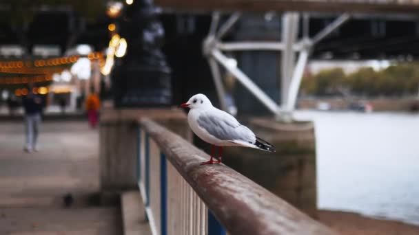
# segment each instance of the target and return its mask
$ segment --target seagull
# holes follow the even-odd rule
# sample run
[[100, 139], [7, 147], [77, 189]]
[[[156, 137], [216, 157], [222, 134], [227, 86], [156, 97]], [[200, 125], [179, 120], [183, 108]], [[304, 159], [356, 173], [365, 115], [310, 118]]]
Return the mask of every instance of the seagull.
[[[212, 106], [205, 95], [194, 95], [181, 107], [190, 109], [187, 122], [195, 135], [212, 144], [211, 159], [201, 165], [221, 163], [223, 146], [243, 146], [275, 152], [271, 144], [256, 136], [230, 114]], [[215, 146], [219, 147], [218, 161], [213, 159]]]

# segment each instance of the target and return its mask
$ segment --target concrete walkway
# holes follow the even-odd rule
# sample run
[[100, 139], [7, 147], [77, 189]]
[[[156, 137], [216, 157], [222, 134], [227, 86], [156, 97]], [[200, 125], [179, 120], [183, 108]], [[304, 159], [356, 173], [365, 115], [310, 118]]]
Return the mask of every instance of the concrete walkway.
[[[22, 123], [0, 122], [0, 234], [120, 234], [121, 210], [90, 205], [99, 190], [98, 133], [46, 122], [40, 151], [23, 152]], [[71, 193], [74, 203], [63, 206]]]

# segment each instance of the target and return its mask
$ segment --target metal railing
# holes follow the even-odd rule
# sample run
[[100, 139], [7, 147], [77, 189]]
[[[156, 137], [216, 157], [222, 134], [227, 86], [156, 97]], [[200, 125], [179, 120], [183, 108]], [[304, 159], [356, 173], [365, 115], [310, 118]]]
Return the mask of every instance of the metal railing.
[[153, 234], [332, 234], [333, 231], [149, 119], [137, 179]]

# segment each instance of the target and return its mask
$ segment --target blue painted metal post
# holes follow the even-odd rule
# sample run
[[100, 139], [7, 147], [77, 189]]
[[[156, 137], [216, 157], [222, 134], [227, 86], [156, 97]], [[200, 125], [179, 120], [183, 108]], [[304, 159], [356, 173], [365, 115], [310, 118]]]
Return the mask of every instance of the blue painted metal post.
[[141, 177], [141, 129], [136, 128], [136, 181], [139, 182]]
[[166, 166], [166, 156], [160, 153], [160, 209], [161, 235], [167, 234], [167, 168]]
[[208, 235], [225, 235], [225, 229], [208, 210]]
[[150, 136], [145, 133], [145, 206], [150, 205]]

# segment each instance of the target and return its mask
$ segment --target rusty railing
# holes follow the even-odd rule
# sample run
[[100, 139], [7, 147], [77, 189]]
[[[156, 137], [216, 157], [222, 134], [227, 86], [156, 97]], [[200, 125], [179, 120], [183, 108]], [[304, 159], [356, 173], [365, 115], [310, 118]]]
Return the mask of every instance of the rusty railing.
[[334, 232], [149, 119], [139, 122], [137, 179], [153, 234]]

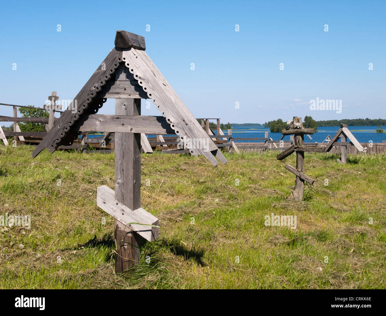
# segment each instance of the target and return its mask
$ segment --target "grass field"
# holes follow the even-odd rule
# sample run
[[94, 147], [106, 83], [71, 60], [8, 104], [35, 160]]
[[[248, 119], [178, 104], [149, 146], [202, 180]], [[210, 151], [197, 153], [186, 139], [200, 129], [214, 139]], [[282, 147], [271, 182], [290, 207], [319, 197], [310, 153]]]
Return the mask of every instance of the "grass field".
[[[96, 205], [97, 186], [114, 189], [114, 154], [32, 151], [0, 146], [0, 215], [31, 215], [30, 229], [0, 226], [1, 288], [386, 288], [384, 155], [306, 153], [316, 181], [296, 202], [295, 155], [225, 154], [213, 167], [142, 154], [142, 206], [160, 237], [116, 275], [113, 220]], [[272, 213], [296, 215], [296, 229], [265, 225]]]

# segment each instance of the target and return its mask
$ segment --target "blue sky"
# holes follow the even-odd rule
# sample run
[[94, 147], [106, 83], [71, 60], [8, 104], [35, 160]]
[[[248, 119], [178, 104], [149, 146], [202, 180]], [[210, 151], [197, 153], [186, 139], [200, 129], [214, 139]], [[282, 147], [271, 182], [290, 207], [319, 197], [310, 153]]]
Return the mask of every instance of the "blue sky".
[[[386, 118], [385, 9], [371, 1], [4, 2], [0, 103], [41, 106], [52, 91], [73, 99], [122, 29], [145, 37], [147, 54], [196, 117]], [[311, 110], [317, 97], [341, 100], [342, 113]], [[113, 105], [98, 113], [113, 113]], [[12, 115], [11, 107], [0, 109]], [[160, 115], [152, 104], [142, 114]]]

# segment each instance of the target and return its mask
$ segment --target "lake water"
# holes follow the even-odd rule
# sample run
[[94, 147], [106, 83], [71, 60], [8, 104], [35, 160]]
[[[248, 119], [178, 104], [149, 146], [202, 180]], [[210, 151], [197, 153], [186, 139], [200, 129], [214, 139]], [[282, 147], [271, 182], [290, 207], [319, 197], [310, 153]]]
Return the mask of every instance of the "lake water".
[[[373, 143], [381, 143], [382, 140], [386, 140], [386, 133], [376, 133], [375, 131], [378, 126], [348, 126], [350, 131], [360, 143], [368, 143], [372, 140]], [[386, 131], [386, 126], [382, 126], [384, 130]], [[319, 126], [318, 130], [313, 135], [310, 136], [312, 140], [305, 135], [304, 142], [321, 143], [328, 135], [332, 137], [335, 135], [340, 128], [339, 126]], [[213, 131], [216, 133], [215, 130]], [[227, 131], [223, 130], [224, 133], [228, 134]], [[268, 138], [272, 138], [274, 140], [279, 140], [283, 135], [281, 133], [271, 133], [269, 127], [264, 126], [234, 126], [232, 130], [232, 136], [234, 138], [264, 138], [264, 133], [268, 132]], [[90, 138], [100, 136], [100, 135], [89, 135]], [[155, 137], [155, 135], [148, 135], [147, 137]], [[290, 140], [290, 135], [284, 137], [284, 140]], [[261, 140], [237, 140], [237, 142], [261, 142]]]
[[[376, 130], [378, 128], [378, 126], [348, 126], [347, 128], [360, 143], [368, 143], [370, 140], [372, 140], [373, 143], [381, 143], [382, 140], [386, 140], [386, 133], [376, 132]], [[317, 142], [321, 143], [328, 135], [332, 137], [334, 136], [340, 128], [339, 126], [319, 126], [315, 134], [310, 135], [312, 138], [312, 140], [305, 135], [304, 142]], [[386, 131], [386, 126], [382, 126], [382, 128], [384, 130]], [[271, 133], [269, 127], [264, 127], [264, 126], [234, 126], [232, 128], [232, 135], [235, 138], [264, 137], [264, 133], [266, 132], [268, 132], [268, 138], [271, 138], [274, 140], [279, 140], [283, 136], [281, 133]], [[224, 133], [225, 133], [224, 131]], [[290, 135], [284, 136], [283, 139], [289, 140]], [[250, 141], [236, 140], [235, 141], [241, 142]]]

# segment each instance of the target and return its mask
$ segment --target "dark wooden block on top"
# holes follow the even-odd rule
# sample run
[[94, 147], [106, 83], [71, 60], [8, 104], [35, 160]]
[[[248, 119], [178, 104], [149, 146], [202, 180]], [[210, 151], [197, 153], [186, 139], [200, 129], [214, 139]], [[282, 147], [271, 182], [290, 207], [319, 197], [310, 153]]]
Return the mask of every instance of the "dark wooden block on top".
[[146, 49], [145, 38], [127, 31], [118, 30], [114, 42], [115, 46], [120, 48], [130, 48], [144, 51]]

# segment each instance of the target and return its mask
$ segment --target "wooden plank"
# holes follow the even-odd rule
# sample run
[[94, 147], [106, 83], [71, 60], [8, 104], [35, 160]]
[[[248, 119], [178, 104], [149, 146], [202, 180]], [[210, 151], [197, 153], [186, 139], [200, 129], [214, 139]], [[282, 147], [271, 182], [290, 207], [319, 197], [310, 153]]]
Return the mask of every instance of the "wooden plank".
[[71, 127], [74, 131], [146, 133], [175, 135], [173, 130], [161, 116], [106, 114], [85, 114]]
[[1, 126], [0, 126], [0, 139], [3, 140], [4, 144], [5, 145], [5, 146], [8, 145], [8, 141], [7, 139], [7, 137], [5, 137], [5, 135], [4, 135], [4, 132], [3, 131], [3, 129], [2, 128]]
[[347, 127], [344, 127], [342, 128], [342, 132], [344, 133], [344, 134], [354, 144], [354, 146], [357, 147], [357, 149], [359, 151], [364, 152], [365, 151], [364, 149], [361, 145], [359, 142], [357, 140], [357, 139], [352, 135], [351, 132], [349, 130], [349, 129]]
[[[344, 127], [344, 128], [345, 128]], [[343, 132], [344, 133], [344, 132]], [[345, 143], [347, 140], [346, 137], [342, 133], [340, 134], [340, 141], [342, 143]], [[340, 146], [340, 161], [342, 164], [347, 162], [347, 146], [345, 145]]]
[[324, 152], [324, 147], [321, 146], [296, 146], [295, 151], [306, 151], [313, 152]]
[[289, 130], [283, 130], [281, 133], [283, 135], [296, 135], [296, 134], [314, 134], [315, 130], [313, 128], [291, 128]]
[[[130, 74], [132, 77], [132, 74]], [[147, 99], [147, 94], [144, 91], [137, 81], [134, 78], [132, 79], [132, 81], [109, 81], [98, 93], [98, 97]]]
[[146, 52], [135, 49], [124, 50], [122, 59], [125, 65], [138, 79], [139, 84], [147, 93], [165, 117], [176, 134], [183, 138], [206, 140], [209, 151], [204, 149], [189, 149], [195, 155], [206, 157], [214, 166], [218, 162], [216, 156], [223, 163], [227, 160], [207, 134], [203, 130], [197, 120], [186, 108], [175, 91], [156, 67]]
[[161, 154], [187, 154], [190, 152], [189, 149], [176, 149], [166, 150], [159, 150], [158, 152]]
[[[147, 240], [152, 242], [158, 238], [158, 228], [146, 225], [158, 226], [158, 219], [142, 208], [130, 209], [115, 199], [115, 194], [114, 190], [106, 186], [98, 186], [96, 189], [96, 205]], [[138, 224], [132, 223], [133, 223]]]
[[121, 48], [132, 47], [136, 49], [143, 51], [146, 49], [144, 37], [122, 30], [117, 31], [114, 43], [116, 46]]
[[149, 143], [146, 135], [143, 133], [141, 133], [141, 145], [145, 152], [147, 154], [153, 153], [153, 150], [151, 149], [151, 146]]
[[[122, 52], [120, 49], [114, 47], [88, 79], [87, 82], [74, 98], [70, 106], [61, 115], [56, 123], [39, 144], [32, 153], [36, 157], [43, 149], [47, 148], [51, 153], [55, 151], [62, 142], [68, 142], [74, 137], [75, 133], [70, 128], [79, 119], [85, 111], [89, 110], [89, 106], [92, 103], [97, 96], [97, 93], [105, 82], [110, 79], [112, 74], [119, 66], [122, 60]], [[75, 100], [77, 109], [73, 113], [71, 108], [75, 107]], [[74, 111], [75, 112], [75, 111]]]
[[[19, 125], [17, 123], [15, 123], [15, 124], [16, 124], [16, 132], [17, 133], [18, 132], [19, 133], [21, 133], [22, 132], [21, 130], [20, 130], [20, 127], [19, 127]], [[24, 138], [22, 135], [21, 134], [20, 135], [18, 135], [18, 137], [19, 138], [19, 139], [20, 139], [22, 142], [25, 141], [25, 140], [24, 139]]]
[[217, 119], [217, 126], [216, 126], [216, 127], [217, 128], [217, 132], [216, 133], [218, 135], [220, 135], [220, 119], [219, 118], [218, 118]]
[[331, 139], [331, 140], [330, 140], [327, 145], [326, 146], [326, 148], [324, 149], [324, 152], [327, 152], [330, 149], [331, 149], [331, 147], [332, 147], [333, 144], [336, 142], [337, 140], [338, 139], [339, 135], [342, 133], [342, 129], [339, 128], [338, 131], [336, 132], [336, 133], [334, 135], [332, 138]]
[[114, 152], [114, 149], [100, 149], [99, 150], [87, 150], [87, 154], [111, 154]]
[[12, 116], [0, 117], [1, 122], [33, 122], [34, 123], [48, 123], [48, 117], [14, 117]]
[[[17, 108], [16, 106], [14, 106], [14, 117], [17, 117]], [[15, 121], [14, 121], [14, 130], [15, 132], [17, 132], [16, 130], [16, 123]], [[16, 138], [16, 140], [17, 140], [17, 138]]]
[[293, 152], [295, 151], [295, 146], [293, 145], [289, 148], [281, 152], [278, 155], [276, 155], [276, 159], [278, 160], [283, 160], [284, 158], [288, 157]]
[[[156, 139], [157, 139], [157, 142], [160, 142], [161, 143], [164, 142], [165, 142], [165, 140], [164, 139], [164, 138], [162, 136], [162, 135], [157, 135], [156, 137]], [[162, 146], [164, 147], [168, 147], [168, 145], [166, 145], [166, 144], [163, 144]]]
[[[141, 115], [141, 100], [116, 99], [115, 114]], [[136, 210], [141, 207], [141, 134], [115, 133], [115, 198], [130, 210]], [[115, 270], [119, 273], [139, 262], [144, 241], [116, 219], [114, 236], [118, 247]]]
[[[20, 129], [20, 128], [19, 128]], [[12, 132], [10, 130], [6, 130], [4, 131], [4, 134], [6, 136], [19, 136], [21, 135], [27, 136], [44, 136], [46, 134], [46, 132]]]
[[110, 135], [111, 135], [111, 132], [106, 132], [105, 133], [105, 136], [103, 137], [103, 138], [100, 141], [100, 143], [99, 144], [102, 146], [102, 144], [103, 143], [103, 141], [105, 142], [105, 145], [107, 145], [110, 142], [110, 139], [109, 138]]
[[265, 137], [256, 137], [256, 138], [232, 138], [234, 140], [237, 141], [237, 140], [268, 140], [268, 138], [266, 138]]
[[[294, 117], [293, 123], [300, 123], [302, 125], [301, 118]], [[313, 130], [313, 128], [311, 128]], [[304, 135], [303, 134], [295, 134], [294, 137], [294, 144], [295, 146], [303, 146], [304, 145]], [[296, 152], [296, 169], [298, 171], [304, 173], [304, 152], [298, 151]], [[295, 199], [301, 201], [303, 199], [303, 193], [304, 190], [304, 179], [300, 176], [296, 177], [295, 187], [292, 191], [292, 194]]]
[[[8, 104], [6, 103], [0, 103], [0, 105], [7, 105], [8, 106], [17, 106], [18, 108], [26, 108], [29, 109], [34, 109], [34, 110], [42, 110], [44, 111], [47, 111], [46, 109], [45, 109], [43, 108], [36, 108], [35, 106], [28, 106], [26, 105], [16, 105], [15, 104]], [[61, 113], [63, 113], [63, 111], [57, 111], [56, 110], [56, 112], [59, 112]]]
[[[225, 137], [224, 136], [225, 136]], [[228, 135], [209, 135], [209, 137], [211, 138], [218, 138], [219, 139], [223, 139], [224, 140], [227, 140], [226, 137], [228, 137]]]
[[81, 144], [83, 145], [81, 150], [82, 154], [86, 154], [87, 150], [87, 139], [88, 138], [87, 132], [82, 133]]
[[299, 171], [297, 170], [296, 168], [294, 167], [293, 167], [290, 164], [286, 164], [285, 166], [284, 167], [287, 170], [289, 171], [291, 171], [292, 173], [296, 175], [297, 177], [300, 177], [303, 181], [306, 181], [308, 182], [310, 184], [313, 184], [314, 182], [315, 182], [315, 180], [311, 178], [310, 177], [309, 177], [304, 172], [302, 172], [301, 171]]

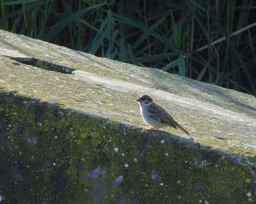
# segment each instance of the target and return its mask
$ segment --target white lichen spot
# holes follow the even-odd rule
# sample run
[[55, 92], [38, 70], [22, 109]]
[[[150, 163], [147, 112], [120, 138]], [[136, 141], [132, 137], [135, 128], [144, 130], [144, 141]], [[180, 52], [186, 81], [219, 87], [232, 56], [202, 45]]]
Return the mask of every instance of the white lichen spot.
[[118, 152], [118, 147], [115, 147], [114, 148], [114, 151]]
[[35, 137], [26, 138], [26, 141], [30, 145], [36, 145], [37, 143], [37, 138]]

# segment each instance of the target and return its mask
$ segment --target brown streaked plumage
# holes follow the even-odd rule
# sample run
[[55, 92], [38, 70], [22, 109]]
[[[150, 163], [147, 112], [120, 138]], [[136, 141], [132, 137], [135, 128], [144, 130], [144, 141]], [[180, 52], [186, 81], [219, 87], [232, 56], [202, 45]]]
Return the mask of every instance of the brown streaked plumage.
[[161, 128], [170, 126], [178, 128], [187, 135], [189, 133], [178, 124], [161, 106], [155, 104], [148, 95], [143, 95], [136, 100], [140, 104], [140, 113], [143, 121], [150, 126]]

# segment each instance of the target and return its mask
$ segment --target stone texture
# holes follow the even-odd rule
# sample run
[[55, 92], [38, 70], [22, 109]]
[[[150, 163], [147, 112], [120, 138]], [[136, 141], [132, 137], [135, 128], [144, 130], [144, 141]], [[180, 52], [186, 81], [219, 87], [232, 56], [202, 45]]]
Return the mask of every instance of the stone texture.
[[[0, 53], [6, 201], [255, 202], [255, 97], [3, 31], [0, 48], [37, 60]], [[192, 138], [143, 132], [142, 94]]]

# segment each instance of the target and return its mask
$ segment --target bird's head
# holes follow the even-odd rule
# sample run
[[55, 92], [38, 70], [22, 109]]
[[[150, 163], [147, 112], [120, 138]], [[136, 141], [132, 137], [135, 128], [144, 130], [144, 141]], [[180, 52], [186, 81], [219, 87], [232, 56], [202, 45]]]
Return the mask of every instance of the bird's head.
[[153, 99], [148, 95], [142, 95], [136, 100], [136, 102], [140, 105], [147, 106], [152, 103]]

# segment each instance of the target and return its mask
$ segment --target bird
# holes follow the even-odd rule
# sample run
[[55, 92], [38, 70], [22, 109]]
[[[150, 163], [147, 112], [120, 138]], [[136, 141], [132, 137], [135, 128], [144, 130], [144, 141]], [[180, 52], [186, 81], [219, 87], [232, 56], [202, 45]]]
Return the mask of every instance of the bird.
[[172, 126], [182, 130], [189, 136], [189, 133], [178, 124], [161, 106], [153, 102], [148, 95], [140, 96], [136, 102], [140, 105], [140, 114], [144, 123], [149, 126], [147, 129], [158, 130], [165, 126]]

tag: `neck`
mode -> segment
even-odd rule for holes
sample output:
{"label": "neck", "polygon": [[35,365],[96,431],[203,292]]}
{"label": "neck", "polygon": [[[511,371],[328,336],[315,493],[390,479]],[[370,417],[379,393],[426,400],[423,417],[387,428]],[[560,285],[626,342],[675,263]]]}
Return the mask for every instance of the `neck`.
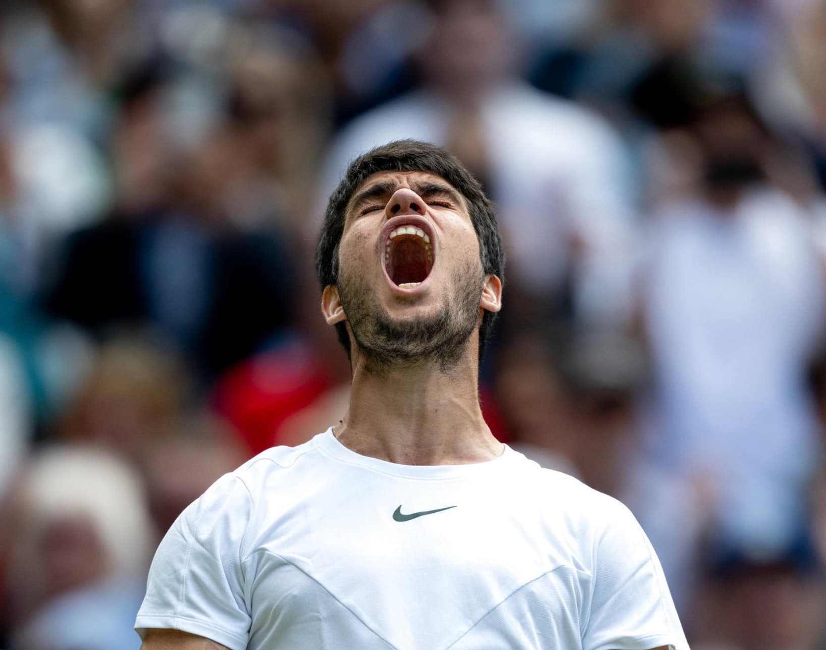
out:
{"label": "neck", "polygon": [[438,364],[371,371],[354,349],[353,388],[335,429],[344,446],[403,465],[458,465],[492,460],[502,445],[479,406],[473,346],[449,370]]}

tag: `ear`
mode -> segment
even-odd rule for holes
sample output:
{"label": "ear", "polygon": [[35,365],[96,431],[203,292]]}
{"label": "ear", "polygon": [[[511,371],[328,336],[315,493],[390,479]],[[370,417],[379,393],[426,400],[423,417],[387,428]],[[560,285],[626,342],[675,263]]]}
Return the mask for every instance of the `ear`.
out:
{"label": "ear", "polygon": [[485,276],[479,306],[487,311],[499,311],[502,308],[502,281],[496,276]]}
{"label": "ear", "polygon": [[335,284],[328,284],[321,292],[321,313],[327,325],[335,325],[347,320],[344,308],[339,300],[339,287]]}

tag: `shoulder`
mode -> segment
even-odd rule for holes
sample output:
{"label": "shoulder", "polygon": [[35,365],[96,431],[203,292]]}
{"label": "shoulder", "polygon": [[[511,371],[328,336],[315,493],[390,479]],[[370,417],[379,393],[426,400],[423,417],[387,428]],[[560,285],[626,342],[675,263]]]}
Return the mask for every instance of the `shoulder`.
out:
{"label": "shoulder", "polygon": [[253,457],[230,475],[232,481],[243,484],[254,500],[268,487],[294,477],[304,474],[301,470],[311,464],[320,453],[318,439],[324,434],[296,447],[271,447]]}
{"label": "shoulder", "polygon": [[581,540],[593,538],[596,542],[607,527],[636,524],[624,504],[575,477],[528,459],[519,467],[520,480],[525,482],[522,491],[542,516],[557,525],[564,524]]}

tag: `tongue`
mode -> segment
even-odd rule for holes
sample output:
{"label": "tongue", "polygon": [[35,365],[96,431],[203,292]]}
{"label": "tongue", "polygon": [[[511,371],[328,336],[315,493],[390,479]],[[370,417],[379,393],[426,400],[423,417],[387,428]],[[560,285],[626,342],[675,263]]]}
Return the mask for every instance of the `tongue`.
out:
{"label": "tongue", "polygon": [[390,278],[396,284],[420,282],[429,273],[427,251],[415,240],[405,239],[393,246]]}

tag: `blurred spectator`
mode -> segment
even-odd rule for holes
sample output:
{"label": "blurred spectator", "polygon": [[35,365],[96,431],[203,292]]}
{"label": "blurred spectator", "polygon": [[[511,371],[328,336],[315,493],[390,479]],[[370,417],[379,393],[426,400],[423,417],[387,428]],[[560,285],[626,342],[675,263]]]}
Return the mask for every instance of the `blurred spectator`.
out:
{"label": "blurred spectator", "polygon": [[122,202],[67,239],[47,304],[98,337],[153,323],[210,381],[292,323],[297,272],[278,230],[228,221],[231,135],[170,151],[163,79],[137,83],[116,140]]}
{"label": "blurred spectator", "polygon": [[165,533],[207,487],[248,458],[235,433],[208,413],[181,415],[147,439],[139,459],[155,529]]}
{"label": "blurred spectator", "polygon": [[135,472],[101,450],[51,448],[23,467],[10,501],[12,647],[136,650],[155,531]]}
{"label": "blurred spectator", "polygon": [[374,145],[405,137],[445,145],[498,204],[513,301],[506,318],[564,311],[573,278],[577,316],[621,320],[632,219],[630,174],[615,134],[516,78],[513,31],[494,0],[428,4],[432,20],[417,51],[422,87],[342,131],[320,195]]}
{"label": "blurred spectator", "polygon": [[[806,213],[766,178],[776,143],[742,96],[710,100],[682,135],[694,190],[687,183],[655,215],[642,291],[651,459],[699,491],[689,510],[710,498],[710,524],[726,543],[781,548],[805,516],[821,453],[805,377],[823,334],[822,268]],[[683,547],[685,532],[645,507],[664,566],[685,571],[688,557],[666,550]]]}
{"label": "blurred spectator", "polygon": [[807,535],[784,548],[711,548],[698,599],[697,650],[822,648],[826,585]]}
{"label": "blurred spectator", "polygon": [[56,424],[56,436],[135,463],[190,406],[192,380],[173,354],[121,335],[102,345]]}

===

**Task directions**
Reproduce the records above word for word, from the start of the records through the line containing "Return the mask of every instance of the seagull.", and leave the pictures out of your answer.

**Problem solution**
# segment each instance of the target and return its mask
$ segment --target seagull
# holes follow the even-odd rule
# sample run
[[100, 139], [7, 147], [77, 189]]
[[[156, 137], [216, 157], [222, 134], [227, 86], [156, 97]], [[200, 125], [179, 120], [183, 108]], [[304, 159], [356, 173], [365, 115], [310, 118]]]
Return the mask of every instance of the seagull.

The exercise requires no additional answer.